▸ Task objective
Copy out the rows from the line containing "red jacket in" through the end of the rows. Substitute "timber arch" for "wooden arch" and leave everything else unchanged.

┄┄┄┄┄┄

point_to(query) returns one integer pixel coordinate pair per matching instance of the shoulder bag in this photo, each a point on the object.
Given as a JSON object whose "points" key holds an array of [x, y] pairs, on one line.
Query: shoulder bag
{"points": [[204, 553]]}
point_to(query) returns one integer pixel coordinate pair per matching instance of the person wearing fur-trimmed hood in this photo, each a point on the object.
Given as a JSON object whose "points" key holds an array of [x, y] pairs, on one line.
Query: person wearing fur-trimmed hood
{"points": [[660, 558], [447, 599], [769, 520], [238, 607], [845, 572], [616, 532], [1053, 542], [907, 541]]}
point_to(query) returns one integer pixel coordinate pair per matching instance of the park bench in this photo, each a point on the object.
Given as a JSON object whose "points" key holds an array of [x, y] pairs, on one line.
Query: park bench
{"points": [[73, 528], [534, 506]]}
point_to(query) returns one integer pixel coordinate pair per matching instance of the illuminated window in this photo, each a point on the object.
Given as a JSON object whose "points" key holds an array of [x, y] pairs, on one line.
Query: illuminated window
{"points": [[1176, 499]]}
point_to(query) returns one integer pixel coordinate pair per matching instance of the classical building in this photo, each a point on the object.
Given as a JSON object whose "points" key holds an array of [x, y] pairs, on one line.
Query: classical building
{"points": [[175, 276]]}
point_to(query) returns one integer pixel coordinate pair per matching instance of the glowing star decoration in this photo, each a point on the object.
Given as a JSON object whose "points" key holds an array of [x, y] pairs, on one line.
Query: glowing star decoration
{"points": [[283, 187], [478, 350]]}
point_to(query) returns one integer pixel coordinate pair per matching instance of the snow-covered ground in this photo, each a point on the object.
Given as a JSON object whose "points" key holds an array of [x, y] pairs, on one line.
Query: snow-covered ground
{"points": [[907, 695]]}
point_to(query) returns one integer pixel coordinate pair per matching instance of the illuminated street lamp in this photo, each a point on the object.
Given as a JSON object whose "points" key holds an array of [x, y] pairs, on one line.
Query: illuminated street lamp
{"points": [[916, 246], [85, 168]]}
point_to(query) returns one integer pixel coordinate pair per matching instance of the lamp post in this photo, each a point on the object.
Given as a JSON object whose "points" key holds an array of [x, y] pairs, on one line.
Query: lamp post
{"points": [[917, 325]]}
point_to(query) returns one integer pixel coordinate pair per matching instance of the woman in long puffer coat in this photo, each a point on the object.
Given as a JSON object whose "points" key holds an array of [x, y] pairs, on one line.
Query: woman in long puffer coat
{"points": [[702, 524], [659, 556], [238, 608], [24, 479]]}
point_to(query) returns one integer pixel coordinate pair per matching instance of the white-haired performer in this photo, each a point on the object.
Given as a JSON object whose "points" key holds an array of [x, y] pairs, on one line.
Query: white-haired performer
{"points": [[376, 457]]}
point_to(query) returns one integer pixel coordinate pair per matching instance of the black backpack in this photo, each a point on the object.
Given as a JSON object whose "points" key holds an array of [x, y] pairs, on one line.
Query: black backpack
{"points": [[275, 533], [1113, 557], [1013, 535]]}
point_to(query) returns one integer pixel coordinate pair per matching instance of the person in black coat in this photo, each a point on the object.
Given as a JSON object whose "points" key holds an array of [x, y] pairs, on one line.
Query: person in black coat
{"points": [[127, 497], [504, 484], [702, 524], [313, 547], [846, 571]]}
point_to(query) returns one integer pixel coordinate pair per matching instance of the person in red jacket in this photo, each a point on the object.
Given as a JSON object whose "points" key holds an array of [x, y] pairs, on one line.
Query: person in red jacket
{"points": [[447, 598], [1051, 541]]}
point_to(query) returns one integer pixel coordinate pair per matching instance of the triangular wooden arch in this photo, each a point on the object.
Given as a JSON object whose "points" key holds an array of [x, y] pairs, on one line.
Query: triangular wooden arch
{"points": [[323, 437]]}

┄┄┄┄┄┄

▸ The completed task
point_to(query) returns one integer pixel coordinate pair per matching instance of the person in red jacket in this photo, each a point on the object.
Given as a JSON object whose "points" key holds an array of [x, y] pairs, on one line.
Query: person in red jacket
{"points": [[447, 598], [1051, 541]]}
point_to(query) returns one integer pixel coordinate pair per matching instance of the triangular timber arch in this photo, each a point on the object.
Given as a JSON object whose "points" key holds an array of [x, y] pairs, on one line.
Query: triangular timber arch
{"points": [[323, 437]]}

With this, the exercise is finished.